= Beginning of Section =

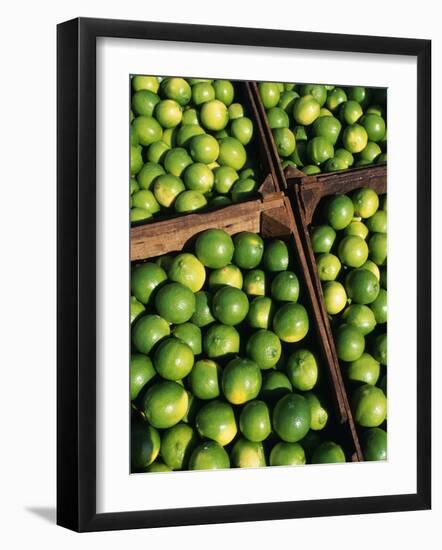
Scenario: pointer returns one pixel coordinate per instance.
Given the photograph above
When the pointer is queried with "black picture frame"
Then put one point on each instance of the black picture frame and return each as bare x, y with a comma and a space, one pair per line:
76, 273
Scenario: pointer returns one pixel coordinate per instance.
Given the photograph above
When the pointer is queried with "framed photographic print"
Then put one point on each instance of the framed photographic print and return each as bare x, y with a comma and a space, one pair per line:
222, 274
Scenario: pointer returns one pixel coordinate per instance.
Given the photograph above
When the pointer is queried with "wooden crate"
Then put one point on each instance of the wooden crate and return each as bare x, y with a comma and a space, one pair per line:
271, 217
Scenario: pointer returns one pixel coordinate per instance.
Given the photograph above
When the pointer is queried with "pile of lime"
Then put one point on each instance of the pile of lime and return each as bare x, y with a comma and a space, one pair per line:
191, 147
350, 245
222, 371
319, 128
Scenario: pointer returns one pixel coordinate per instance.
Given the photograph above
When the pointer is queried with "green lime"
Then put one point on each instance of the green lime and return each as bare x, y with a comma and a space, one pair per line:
254, 421
225, 177
255, 282
377, 246
327, 127
264, 348
360, 317
287, 454
166, 189
285, 287
334, 98
187, 270
148, 173
236, 110
177, 160
379, 307
214, 115
374, 444
328, 452
275, 384
302, 369
353, 251
230, 305
335, 297
339, 212
147, 130
224, 91
157, 467
204, 148
173, 359
209, 456
202, 315
306, 110
292, 417
328, 266
260, 313
291, 323
365, 202
362, 286
318, 412
198, 177
147, 331
141, 372
229, 275
168, 113
355, 138
374, 125
318, 91
285, 141
269, 93
344, 155
136, 159
165, 404
335, 164
380, 349
190, 334
186, 133
371, 266
319, 150
241, 381
145, 199
214, 248
365, 369
144, 445
278, 118
276, 256
370, 153
136, 309
202, 92
177, 89
142, 82
216, 421
322, 238
157, 151
144, 102
232, 153
190, 201
350, 112
243, 189
369, 406
249, 248
175, 303
357, 229
378, 222
177, 444
221, 340
144, 279
350, 343
247, 454
242, 130
204, 379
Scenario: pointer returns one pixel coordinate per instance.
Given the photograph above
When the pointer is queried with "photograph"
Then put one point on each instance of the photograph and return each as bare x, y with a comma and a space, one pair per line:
258, 299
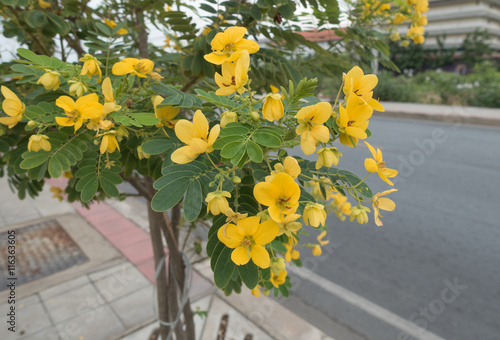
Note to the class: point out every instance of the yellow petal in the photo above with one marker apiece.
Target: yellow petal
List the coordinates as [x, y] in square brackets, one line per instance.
[265, 193]
[240, 256]
[386, 204]
[183, 155]
[66, 103]
[266, 232]
[214, 58]
[260, 256]
[184, 130]
[371, 165]
[200, 124]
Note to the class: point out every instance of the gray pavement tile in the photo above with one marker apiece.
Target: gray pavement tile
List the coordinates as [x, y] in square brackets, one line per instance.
[142, 333]
[32, 318]
[29, 300]
[49, 333]
[72, 303]
[121, 282]
[136, 308]
[94, 324]
[122, 267]
[64, 287]
[237, 324]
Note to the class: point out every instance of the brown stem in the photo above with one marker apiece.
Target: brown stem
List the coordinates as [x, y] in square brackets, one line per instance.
[155, 222]
[171, 233]
[143, 33]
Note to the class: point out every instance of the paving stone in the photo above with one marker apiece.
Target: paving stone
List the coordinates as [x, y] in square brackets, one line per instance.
[237, 325]
[135, 309]
[72, 303]
[32, 318]
[95, 324]
[64, 287]
[120, 283]
[49, 333]
[124, 266]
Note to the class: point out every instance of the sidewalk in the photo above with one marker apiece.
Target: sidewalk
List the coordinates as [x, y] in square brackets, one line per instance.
[442, 113]
[111, 295]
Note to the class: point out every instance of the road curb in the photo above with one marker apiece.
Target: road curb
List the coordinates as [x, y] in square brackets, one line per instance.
[442, 113]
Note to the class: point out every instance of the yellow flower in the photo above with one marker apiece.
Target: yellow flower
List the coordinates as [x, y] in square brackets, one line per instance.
[50, 80]
[377, 164]
[280, 195]
[395, 36]
[227, 45]
[77, 88]
[13, 107]
[256, 291]
[113, 24]
[288, 227]
[353, 120]
[165, 113]
[291, 254]
[382, 203]
[39, 142]
[311, 128]
[234, 75]
[86, 107]
[399, 18]
[58, 193]
[247, 238]
[422, 6]
[328, 157]
[320, 239]
[44, 4]
[273, 106]
[314, 214]
[360, 214]
[90, 66]
[141, 154]
[361, 85]
[277, 265]
[289, 166]
[109, 143]
[228, 117]
[217, 202]
[133, 66]
[196, 136]
[316, 250]
[278, 280]
[233, 216]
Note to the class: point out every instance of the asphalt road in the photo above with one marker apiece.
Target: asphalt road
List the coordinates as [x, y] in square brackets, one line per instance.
[436, 260]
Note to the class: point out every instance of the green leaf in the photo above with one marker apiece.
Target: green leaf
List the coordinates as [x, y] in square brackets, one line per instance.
[170, 195]
[224, 268]
[249, 274]
[233, 149]
[157, 145]
[254, 152]
[34, 159]
[266, 138]
[59, 25]
[89, 190]
[193, 201]
[35, 18]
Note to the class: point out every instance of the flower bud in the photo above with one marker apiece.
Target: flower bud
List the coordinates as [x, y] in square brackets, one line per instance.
[228, 117]
[277, 265]
[77, 88]
[50, 80]
[121, 132]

= End of Section =

## Task goal
Reproduce each line from the records that contains the word "tile".

## Reply to the exercise
Note to the class: point out every instance of the gray pavement tile in the photo above with one marker apiece.
Target: gray pavement tile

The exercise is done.